Task objective: Output the line containing "of the golden" and all subsequent lines of the listing below, copied exactly, with no other lines.

Recorded information:
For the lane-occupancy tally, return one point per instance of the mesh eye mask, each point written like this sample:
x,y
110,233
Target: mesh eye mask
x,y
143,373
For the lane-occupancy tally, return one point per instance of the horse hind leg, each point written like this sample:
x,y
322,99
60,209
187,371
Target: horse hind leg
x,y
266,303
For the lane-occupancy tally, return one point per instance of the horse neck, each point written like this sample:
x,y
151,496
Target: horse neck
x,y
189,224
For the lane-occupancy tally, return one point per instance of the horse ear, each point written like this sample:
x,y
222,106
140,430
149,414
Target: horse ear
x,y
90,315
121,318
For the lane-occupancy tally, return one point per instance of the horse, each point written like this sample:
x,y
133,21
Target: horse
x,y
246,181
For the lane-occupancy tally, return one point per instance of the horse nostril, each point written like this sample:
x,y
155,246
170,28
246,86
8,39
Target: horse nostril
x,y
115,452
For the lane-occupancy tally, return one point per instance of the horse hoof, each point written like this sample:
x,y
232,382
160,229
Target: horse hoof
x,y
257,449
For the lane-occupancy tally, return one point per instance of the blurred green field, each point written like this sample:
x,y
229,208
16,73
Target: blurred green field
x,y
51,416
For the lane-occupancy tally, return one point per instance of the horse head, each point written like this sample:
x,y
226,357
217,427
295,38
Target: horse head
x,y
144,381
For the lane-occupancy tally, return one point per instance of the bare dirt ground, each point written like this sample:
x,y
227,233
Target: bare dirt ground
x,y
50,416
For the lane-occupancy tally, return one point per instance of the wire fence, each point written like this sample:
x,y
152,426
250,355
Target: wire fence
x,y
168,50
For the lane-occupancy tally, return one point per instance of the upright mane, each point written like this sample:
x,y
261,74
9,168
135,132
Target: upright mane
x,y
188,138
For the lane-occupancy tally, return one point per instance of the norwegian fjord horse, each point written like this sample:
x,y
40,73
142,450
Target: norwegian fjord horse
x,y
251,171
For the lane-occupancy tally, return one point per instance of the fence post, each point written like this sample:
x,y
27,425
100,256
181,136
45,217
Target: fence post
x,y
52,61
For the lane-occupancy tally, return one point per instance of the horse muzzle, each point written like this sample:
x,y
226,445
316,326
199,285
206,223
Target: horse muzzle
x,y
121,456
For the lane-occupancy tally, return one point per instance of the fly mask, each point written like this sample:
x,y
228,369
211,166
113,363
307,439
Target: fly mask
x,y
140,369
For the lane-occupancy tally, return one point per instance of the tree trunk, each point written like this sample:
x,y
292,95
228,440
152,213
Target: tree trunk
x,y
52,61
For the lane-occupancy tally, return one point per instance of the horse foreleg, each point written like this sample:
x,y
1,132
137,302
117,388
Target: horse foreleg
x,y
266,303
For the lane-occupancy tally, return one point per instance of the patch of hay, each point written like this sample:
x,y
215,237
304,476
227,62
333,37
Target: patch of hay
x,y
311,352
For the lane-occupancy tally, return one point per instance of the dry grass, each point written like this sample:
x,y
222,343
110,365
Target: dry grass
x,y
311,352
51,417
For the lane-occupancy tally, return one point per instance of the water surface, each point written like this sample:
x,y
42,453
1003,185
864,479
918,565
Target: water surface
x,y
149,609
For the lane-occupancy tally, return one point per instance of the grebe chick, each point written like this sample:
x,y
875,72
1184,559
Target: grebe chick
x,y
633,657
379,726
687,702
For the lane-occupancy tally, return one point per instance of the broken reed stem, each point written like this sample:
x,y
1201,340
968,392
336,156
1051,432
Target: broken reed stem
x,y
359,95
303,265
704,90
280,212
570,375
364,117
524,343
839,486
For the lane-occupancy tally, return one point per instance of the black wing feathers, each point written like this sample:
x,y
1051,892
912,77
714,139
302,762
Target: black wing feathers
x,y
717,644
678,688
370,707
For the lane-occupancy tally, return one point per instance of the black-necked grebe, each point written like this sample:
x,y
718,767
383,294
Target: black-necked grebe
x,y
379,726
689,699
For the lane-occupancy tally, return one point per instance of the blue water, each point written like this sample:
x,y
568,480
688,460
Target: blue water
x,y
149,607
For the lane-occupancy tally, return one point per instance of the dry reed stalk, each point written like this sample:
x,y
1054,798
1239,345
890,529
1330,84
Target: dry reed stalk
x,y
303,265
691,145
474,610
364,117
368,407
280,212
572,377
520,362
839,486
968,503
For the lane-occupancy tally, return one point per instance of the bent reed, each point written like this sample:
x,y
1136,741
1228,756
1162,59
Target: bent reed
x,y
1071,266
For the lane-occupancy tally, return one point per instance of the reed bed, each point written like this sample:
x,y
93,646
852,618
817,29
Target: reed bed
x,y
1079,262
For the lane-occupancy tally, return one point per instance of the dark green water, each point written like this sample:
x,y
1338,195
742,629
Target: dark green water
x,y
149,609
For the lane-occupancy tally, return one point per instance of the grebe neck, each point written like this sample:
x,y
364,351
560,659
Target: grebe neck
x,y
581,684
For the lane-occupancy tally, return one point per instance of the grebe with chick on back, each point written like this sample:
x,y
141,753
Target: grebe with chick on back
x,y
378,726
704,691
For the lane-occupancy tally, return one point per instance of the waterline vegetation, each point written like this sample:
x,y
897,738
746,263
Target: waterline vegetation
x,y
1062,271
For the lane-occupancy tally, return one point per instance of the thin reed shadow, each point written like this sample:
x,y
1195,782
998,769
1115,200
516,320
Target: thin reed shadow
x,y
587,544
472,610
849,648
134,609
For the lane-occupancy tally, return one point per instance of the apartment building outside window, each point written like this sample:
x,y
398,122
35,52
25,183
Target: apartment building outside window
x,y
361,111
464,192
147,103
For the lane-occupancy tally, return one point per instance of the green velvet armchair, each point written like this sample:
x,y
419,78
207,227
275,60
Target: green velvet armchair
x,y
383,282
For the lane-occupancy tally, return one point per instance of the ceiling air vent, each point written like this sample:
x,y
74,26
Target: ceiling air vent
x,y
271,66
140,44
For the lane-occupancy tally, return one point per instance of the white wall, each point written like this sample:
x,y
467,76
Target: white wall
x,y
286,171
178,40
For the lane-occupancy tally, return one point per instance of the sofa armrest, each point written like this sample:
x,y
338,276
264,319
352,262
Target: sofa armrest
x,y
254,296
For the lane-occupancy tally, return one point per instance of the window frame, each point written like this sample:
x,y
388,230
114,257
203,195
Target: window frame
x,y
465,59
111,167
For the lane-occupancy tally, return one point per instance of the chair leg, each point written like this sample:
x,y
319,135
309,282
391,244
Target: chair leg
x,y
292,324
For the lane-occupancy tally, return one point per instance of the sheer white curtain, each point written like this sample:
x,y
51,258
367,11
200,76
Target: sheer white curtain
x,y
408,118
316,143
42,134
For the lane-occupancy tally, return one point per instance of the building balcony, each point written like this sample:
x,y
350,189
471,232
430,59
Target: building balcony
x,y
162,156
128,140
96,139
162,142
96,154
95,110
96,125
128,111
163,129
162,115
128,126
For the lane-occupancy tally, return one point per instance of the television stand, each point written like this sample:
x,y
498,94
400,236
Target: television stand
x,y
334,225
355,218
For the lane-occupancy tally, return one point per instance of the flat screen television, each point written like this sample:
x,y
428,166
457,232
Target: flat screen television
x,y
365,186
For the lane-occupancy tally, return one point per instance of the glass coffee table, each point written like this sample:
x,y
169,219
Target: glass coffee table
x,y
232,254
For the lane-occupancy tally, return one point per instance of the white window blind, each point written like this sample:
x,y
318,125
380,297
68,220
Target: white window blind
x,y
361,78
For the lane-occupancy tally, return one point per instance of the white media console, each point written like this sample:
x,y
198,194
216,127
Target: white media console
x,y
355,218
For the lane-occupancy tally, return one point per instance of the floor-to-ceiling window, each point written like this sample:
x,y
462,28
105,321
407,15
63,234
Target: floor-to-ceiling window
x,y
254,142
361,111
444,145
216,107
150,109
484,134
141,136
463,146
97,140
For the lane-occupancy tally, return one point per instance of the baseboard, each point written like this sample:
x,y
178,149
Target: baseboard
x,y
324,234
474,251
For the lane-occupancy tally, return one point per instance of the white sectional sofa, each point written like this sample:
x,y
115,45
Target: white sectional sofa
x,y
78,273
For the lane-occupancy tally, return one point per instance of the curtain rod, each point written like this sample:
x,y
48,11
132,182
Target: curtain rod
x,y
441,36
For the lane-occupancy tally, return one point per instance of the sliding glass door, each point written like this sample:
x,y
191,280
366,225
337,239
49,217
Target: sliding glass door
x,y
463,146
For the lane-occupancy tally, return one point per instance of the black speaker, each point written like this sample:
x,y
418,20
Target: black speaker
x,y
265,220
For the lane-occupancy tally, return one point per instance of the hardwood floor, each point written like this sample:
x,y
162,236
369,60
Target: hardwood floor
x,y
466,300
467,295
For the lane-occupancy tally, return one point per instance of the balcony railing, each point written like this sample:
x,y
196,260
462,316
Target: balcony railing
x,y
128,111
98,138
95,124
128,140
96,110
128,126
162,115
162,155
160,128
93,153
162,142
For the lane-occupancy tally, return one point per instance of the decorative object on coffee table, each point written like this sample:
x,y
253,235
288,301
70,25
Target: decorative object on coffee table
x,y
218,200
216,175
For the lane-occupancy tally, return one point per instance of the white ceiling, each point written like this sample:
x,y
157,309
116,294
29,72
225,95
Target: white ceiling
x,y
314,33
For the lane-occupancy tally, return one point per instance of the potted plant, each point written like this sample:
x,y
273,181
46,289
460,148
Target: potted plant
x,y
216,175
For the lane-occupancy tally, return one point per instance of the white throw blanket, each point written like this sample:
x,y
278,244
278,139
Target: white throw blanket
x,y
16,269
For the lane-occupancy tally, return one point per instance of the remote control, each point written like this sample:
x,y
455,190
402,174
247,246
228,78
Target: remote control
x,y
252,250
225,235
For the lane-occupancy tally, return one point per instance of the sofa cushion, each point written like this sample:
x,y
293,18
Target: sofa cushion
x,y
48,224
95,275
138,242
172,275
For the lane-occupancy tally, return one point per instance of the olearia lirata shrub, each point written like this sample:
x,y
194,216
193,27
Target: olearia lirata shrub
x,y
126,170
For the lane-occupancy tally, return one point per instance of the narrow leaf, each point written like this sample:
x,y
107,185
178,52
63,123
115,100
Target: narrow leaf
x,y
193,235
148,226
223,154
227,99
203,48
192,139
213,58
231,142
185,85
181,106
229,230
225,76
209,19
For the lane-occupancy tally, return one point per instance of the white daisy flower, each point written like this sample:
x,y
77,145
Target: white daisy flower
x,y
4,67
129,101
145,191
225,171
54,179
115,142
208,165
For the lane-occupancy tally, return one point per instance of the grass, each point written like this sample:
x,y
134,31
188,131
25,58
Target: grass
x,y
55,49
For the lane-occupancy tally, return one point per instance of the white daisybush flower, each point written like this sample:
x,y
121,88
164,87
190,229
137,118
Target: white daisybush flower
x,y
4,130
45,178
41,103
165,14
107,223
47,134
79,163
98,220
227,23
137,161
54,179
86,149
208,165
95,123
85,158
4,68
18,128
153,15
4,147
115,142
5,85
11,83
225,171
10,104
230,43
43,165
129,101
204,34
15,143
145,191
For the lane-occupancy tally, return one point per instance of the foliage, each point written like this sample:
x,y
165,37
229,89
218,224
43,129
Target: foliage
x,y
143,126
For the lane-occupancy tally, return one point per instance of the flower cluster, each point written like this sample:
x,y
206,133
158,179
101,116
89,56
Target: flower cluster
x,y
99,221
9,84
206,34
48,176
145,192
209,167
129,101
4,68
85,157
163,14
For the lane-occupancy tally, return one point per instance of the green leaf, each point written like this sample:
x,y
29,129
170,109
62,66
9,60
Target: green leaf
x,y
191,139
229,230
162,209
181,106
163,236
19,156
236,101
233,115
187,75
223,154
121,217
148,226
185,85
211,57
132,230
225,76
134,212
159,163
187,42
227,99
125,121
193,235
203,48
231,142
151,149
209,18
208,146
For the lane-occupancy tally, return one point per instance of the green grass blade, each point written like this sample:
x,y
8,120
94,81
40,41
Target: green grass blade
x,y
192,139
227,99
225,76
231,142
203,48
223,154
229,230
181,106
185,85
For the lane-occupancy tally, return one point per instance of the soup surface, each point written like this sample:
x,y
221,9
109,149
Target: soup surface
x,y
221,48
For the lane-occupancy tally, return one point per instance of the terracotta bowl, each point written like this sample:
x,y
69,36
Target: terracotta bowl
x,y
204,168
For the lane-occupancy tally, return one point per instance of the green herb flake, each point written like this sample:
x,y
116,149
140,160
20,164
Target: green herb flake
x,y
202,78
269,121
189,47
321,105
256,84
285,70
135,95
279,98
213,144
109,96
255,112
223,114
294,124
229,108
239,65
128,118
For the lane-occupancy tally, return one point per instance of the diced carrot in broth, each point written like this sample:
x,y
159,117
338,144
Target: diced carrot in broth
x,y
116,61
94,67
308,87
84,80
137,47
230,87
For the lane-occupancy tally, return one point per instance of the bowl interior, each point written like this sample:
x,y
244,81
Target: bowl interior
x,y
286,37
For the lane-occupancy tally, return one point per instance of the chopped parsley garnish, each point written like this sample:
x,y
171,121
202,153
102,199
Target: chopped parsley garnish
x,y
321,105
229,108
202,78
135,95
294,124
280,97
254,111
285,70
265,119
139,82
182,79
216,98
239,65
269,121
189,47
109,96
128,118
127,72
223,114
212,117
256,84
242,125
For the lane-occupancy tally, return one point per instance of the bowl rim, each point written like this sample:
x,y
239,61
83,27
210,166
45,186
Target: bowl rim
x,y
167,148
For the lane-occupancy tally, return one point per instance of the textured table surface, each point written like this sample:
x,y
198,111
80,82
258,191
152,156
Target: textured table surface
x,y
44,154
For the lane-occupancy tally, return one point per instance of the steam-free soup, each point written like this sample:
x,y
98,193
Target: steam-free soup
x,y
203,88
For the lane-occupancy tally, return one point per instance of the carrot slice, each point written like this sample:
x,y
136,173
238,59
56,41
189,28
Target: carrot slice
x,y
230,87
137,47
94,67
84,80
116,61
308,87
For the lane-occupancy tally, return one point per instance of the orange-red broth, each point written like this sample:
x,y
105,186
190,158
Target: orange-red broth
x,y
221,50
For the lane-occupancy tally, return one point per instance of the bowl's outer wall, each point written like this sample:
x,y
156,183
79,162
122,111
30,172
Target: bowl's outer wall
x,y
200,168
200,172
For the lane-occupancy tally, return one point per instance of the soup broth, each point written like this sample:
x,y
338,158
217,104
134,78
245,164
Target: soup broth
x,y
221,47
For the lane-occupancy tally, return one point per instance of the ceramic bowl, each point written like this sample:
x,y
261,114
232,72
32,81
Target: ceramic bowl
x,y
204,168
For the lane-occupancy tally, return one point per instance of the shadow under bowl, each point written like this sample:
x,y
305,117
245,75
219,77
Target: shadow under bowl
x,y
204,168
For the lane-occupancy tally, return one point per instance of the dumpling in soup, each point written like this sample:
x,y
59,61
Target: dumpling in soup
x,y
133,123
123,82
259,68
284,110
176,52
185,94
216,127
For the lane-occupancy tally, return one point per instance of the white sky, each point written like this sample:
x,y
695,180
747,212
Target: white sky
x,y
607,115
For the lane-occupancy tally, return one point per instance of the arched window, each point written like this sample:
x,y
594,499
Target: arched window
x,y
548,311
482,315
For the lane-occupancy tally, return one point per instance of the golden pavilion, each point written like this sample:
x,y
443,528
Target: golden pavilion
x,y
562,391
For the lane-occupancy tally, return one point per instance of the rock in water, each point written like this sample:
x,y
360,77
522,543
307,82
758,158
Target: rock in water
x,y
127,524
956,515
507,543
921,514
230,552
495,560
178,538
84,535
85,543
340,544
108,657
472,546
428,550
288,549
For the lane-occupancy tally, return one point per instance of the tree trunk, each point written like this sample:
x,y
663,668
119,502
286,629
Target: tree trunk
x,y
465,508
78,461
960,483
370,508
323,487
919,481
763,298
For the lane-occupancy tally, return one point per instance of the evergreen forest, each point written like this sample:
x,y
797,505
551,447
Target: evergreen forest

Final answer:
For the lane-occupancy tally, return one point per instance of the golden pavilion, each point written like this sample:
x,y
443,528
Target: golden pavilion
x,y
562,391
For the lane-occupancy tally, return one point per instance of the rock in water, each point written like this sample:
x,y
360,77
522,543
307,82
758,158
Target: rock in water
x,y
127,524
956,515
507,543
921,514
230,552
495,560
178,538
84,535
85,543
340,544
108,657
472,546
428,550
288,549
For the lane-occupancy tally, return one point per instance of the tree trunk, each point written like this sample:
x,y
663,668
119,502
286,629
Target: tree trunk
x,y
465,508
78,461
960,483
370,508
323,487
919,481
763,298
For the lane-occupancy tally, return one point per instance of the evergreen forest, each point written like this sample:
x,y
797,505
551,447
Target: evergreen forest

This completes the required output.